UZUN
yıllardır gönül tellerimizin sızısını hemdert edinen münevverimizin çoğu, “Modernleşmenin bizim için yazdığı hikâye
sona ermeli, biz artık kendi hikâyemizi yazmalıyız” diyordu. Bunu bazen
yazdıkları eserlerde dile getiriyor, bazen de müspet gördükleri iktidarlara
raporlar marifetiyle sunuyor, ulaştırıyorlardı.“
“Kendi hikâyemiz”… İşte bütün mesele!
İnancı, felsefesi, iktisadı, siyaseti, hukuku, sanatı ve hayat
tarzı ile hem kendimize, hem tüm dünyaya sunacağımız hikâyeyi kim yazacak?
Evvelâ, “Bize önce bir
iktidar lâzım” denildi. Lâkin şimdi anlaşıldı ki, önce bir “fikir” lâzım
imiş! Bu yolda engin bir tarih kültürüne ve mânevî mîrasa sahip olduğumuz vaki,
ancak bize ait fikrin olduğunu söyleyebilmenin şartlarından biri de, o fikrin önündeki
bariyerin kurucularının fitne gücünü, neye tekabül ettiğini izah etmeden,
önümüzü görebilmenin de zorluklarını bilmek… Lâkin son iki yüzyıldır
yaşadıklarımızla yüzleşiyoruz; “tüketim toplumu” içinde yaşarken gelenekten,
aileden, fertten konuşmak, kapitalizmin kanunlarını görmezden gelmek, havanda
su dövmektir. Gelin, bu endişemize sebep olanları izah edelim!

Veri Kesiti.
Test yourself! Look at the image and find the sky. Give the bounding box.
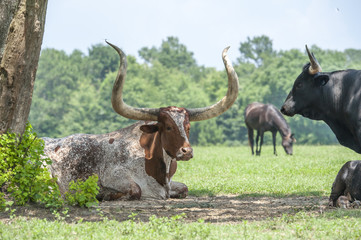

Alıştırma Görevi.
Alıntının "İnancı, felsefesi, iktisadı, siyaseti, hukuku, sanatı" sözlerini içeren yerden başlayıp "olanları izah edelim!" sözlerinden sonra biten bölümünü, "tüketim toplumu" ifadesini "bilgi toplumu" olarak değiştirerek yeniden yazın.

Alıştırma Çıktısı.
İnancı, felsefesi, iktisadı, siyaseti, hukuku, sanatı ve hayat
tarzı ile hem kendimize, hem tüm dünyaya sunacağımız hikâyeyi kim yazacak?
Evvelâ, “Bize önce bir
iktidar lâzım” denildi. Lâkin şimdi anlaşıldı ki, önce bir “fikir” lâzım
imiş! Bu yolda engin bir tarih kültürüne ve mânevî mîrasa sahip olduğumuz vaki,
ancak bize ait fikrin olduğunu söyleyebilmenin şartlarından biri de, o fikrin önündeki
bariyerin kurucularının fitne gücünü, neye tekabül ettiğini izah etmeden,
önümüzü görebilmenin de zorluklarını bilmek… Lâkin son iki yüzyıldır
yaşadıklarımızla yüzleşiyoruz; “bilgi toplumu” içinde yaşarken gelenekten,
aileden, fertten konuşmak, kapitalizmin kanunlarını görmezden gelmek, havanda
su dövmektir. Gelin, bu endişemize sebep olanları izah edelim!